::: RECORDS FOR THE EXERCISE
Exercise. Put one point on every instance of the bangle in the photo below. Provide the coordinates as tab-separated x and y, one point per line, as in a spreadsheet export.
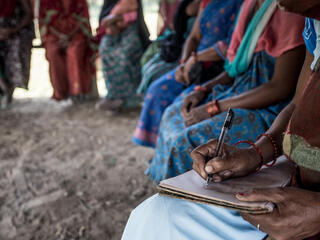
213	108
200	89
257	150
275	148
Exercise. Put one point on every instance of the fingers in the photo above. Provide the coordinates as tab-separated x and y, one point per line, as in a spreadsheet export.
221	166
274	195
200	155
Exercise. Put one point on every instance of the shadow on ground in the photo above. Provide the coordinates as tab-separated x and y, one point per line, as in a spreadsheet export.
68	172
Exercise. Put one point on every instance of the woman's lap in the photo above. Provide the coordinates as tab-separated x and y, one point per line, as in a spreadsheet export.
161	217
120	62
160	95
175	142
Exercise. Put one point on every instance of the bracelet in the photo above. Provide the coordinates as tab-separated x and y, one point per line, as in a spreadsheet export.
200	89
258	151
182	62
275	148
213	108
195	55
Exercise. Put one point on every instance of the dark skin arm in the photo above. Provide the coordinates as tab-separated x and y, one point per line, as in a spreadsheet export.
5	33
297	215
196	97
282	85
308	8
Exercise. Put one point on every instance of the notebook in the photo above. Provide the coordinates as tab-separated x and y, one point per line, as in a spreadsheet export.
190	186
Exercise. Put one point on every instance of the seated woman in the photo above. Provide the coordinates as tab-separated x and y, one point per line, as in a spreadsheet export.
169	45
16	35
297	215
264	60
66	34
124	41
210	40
::::::
::: RECORDS FOR THE EXERCISE
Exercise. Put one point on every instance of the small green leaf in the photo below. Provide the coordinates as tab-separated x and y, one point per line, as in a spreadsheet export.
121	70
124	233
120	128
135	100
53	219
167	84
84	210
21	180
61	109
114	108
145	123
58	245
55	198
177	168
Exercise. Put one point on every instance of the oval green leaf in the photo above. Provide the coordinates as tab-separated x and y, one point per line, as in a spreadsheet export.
::::::
::: RECORDS FOR THE EXERCISE
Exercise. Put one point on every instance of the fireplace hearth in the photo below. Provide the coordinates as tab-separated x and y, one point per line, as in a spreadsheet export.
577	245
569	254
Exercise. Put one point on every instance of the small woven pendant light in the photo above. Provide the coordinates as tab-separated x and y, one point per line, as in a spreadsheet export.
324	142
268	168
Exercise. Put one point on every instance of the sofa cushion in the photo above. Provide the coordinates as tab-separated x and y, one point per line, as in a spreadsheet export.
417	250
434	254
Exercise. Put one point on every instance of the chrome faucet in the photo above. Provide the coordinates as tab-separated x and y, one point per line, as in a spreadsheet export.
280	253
::::::
TASK TO COMPLETE ▸
Can you reproduce word for word the data starting at the line containing "Exercise. Put one point on every instance of the small green" and continuing through the line containing "Exercise. Put one point on every instance of the oval", including both of those lines?

ANSWER BELOW ▸
Exercise. Put one point on every instance of the small green leaf in the photo below. Provide the coordinates as tab-separated x and y, one point per line, as in a spreadsheet export.
121	70
124	233
120	128
135	100
53	219
167	84
84	210
21	180
61	109
114	108
145	123
58	245
55	198
177	168
Exercise. Put one point on every instance of the oval green leaf in the photo above. Provide the coordinates as tab-separated x and y, one point per line, as in a spreadsheet export.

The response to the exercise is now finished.